== PROVIDED MATERIAL

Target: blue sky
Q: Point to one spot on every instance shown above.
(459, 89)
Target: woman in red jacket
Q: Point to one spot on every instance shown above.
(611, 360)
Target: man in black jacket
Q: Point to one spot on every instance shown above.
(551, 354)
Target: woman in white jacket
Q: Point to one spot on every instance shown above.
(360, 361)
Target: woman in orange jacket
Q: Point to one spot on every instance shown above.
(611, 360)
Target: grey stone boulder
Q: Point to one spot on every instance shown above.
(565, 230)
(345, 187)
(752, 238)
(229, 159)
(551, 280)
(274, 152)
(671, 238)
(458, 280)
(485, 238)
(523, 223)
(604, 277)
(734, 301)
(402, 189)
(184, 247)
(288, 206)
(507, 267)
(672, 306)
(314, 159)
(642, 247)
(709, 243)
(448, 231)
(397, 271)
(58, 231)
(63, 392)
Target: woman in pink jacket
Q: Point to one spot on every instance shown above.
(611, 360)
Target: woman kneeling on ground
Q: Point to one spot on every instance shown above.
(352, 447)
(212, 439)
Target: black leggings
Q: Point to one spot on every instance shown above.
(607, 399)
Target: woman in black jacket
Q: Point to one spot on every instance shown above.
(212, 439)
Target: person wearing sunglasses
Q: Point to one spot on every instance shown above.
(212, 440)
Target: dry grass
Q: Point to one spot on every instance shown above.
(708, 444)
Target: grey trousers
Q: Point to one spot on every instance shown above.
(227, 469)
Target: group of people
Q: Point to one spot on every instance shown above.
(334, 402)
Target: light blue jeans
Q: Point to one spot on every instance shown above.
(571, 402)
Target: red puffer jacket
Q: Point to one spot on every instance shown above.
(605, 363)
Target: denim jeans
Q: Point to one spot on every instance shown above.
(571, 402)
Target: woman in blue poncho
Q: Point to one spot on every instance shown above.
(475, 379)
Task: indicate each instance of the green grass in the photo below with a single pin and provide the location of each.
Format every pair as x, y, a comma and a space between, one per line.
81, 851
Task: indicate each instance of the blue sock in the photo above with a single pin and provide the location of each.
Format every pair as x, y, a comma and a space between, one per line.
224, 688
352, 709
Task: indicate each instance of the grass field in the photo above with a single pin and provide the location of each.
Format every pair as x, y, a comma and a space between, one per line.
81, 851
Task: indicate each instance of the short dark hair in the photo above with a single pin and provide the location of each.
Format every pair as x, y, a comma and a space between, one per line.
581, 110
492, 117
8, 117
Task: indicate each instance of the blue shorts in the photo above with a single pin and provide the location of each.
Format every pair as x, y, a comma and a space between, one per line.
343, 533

====

ACTIVITY
Exact copies of the lines from the one containing "Task: indicate each instance of the grass" through the final line of the records are all the answer should hold.

TASK SOLUTION
Task: indicate each instance of the grass field in the photo above with a single pin and provide the location of each.
Format every pair as x, y, a comma and a space between, one per line.
81, 851
Task: indicate each instance of the short dark hair in the photo above with a single pin and provide the location of each.
Format every pair as x, y, a comma and a space between, one per line.
581, 110
492, 117
8, 117
Task: indicate each instance of the blue shorts in the photo above with a single pin and provide the location of each.
Format every pair as x, y, a comma and a space between, one per line.
343, 533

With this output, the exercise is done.